Exercise task 1: From the railway lines text, print the passage starting at "Alp Grüm (2,091" and ending at "at 430 meters.".
Exercise task 2:
Answer these from the railway lines text:
(a) On what date was the Engadin line between Bever and Scuol-Tarasp opened?
(b) What is the highest point on the entire RhB network, in meters above sea level?
(c) Which passenger trains run hourly on the Reichenau–Disentis/Mustér line?

Page excerpt:
In contrast with the accompanying road, which rises about 500 meters towards Flims and Laax, the railway to Disentis/Mustér runs slowly up the narrow "Ruinaulta gorge". On this part of the line, its associated engineering structures dominate the otherwise pristine natural landscape.
At Ilanz, the railway line and road merge paths once again. Their combined pathways then rise slowly and evenly to Disentis/Mustér.
The main traffic on the Reichenau–Disentis/Mustér line is Regio Express passenger trains operating at hourly intervals. Several times a day, there are Glacier Express trains in each direction.
Timetabled goods trains also operate on the line to serve industry in the Vorderrhein area and supply cement for the construction of the normal gauge Gotthard Base Tunnel with train IDs starting with 5. Usually three pairs of trains serve Disentis/Mustér with a Ge 6/6 II and a few additional trains go only to Ilanz with a Ge 4/4 II.
Engadin line (Pontresina–Scuol-Tarasp)
This line, which runs up the Engadin valley, was constructed in two stages. The Samedan–Pontresina section was opened on by the Rhaetian Railway on 1 July 1908, simultaneously with the Pontresina–Morteratsch section, which formed part of the then-independent Bernina Railway. The actual Engadin line, between Bever and Scuol-Tarasp, was opened on 1 July 1913, and was the first Rhaetian Railway line to be electrified from the start at 11 kV 16⅔ Hz AC.
Since the opening of the Engadin line, Pontresina has been a dual system station, as the Bernina Railway operates on 1,000 V DC. Track 3 at Pontresina station has a switchable catenary, and is used for trains, such as the Heidi Express, operating through the station and needing to change from one of the two electification systems to the other.
Between Samedan and Bever, the Engadin line shares its track with the Albula Railway. With the opening of the Vereina Tunnel and line in November 1999, the Engadin line, at both Lavin (Sagliains car shuttle train station) and Susch (Sasslatsch II car shuttle train station), acquired a direct connection to the Prättigau at Klosters, on the Landquart–Davos line.
Bernina line (St. Moritz–Tirano)
This line leaves St.Moritz and heads towards Pontresina (1,774 m) in the Val Bernina. It ascends progressively the valley to the Bernina Pass passing the Morteratsch station (1,896 m), where the traveler can see the glacier of the same name and the highest summit of the Eastern Alps, the Piz Bernina. Before arriving at the pass the line runs through Bernina Diavolezza (2,093 m) where an aerial tramway leads to Diavolezza. The line reaches its highest point - at 2,253 metres ASL - near to the Ospizio Bernina station above the Lago Bianco; this is also the highest point on the entire RhB network.
Alp Grüm (2,091 m) is the first station south of the Alps, situated above the Lago Palü and right below the Piz Palü and its glacier. After many hairpin turns the line reaches Cavaglia (1,693 m) above the Val Poschiavo, then the Swiss Italian-speaking town of Poschiavo at 1,014 meters.
The line then follows the course of the Poschiavino and stops at Le Prese (964 m) and Miralago (965 m) both on Lake Poschiavo's shore. After Miralago it continues its descent toward Brusio (780 m), where it passes the spiral of the Brusio Viaduct. Shortly after having passed the Italian border at Campocologno (553 m) the line reaches Tirano RhB station at 430 meters.

Record extracts:
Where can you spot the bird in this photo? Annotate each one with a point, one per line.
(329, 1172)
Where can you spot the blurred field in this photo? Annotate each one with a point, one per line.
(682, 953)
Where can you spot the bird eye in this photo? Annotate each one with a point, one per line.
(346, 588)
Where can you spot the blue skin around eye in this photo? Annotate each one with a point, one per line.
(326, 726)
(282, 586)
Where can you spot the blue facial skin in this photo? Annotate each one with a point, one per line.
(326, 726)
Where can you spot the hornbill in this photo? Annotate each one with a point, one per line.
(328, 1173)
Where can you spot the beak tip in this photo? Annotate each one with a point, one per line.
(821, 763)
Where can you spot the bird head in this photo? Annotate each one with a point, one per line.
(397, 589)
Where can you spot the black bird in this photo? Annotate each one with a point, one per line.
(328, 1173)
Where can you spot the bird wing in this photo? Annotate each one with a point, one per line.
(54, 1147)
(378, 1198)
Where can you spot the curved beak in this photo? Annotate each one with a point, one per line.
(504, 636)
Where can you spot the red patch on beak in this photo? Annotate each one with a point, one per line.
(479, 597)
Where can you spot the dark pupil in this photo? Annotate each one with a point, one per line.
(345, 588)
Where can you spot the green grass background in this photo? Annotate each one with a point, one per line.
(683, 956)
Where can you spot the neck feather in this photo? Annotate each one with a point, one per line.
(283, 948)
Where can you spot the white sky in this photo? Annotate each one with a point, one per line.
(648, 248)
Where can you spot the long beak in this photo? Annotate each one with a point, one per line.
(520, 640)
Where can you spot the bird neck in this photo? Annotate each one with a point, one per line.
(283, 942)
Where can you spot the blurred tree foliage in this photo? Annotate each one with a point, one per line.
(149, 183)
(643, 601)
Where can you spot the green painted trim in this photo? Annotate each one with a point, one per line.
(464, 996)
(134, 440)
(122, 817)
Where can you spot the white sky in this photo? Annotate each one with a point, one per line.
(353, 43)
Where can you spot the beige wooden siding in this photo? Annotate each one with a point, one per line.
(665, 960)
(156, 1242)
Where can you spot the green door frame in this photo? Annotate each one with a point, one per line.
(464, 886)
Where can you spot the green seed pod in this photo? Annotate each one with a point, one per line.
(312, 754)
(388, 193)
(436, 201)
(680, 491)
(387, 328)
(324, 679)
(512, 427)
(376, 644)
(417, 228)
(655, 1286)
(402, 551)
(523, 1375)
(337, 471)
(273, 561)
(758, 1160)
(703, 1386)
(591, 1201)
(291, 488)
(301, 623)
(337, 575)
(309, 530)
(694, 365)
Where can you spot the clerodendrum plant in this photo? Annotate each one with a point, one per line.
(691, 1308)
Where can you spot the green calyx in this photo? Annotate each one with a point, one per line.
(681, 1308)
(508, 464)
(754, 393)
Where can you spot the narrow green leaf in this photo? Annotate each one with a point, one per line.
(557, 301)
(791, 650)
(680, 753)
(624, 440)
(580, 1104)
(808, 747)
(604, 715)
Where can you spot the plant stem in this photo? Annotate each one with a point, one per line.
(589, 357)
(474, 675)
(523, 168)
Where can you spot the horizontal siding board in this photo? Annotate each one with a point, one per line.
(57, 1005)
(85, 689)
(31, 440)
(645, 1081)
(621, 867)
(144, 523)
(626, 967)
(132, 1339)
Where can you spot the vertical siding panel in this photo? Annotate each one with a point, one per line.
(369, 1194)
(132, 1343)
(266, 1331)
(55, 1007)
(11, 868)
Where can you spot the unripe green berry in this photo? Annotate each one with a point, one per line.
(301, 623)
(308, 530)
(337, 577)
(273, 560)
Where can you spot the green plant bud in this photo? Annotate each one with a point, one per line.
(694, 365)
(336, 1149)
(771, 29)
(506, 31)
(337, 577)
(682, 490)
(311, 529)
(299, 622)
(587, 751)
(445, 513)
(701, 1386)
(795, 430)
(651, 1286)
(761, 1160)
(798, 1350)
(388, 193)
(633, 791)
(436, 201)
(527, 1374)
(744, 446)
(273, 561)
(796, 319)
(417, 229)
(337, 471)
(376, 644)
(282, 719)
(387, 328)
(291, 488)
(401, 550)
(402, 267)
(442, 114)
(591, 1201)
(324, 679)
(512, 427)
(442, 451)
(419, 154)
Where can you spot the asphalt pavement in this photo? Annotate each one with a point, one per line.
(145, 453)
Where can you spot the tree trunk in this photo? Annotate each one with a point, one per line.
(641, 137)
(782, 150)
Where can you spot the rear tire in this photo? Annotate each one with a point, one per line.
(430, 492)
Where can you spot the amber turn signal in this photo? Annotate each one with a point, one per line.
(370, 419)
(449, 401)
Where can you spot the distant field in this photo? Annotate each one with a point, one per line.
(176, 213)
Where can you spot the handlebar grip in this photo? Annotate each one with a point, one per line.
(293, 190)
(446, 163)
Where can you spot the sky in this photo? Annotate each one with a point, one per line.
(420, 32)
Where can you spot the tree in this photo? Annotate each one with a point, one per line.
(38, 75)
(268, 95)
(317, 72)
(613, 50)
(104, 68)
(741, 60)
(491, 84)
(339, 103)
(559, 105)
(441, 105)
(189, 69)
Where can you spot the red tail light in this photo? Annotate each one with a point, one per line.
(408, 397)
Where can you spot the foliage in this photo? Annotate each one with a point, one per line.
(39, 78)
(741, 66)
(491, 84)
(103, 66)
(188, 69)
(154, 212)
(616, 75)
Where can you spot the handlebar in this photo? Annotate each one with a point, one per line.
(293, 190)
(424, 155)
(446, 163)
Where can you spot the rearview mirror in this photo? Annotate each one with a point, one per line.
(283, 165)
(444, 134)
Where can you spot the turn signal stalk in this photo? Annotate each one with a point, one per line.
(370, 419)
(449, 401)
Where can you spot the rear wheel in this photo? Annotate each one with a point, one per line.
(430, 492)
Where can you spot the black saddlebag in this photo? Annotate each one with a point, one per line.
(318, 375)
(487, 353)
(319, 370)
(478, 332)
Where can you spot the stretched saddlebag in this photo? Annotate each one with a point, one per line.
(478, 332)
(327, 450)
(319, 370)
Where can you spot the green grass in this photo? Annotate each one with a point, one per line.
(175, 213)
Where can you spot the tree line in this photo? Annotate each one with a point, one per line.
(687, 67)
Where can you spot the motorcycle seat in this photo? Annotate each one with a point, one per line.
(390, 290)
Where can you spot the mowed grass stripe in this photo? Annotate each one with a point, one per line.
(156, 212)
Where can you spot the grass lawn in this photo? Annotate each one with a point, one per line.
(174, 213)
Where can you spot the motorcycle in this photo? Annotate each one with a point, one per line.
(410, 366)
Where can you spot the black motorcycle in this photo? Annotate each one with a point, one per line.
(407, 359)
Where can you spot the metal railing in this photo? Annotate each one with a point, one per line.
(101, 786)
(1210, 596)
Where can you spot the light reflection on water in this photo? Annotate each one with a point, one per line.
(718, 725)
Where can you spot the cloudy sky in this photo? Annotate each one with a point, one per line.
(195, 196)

Complete response 1:
Alp Grüm (2,091 m) is the first station south of the Alps, situated above the Lago Palü and right below the Piz Palü and its glacier. After many hairpin turns the line reaches Cavaglia (1,693 m) above the Val Poschiavo, then the Swiss Italian-speaking town of Poschiavo at 1,014 meters.
The line then follows the course of the Poschiavino and stops at Le Prese (964 m) and Miralago (965 m) both on Lake Poschiavo's shore. After Miralago it continues its descent toward Brusio (780 m), where it passes the spiral of the Brusio Viaduct. Shortly after having passed the Italian border at Campocologno (553 m) the line reaches Tirano RhB station at 430 meters.

Complete response 2:
(a) 1 July 1913
(b) 2,253 meters, near the Ospizio Bernina station
(c) Regio Express trains